- MATERIAL FOR THE TASK -
'''

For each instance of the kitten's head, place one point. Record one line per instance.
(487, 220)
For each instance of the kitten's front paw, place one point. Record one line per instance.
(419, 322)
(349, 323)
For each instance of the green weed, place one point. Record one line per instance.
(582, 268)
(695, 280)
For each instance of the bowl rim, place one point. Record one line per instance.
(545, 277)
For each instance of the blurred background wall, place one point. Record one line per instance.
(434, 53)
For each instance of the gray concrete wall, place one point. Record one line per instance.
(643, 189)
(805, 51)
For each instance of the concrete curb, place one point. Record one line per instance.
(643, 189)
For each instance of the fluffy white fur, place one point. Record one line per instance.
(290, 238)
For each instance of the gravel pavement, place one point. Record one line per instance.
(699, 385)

'''

- ACTIVITY -
Only the lines from the one containing "For each instance of the green" through the last line of the records belong in the answer, each written out exactly.

- PROBLEM SOLUTION -
For each instance of the green weed, place one point. Record one line per instance.
(582, 268)
(695, 280)
For each instance of the bowl rim, place one point. Record one line per instance.
(545, 277)
For each instance of the blurred background wall, place one point. Record one line per instance.
(434, 53)
For each instance of the gray concrete wall, place one point. Record one line per instance.
(643, 189)
(805, 51)
For each instance of the concrete curb, place one point. Record one line per instance.
(643, 189)
For each instance of the fluffy white fur, place one point. Record one line per instance.
(290, 238)
For each instance of the gravel pavement, place one point. Record one line per instance.
(699, 385)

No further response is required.